* [Problem description]: Show each line in the listing below that contains the word "shirt".

_____

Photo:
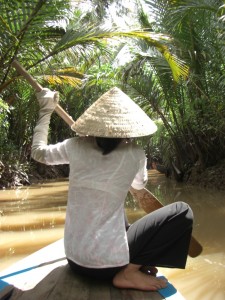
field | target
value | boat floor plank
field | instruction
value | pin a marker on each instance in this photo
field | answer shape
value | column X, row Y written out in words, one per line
column 62, row 284
column 46, row 275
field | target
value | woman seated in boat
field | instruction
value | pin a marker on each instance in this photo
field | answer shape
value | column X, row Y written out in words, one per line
column 97, row 243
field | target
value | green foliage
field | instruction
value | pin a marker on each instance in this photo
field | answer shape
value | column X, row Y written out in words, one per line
column 174, row 70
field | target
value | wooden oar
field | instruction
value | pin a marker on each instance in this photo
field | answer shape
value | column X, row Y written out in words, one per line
column 59, row 110
column 148, row 202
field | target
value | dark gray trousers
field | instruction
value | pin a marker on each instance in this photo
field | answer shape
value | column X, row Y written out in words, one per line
column 160, row 238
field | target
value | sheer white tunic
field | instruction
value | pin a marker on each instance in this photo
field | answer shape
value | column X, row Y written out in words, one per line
column 95, row 235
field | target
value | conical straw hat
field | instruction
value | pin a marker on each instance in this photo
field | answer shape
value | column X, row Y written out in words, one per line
column 114, row 114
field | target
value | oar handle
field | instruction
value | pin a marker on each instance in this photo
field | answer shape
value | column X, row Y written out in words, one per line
column 59, row 110
column 148, row 202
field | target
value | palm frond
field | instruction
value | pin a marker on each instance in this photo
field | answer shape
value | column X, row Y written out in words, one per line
column 68, row 76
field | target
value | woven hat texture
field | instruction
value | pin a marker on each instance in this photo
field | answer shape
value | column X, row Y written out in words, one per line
column 114, row 114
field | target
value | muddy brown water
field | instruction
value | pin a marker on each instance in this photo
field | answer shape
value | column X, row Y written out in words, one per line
column 32, row 217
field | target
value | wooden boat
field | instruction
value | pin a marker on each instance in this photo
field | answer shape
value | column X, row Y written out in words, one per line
column 45, row 274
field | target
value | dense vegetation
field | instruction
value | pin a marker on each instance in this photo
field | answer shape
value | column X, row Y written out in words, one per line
column 167, row 55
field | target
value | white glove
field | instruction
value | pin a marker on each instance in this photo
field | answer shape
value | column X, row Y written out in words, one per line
column 47, row 99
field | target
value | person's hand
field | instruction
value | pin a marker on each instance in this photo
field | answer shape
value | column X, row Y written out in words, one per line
column 47, row 99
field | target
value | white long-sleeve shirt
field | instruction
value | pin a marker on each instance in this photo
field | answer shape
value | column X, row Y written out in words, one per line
column 95, row 234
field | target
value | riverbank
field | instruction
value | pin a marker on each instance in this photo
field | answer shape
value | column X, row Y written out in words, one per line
column 213, row 177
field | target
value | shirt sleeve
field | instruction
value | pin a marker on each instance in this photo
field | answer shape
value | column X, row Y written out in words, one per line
column 141, row 177
column 41, row 152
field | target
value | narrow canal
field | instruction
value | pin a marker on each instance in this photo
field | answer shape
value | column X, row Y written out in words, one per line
column 32, row 217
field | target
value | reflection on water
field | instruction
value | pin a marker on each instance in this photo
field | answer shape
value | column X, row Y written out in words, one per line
column 32, row 217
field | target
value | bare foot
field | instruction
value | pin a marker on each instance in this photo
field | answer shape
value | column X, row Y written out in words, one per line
column 132, row 278
column 149, row 270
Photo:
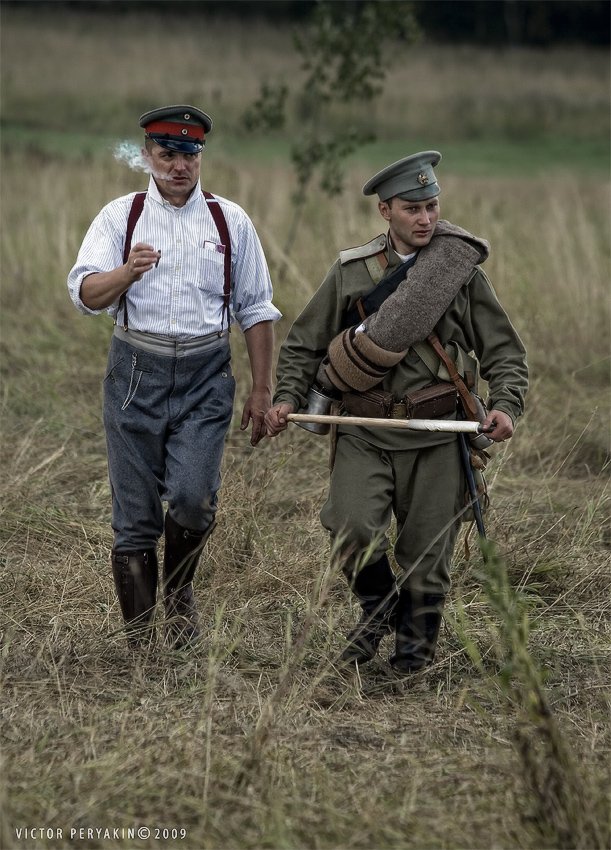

_____

* [Response to the exercise]:
value | white long-sleeve shirt
value | shirt sleeve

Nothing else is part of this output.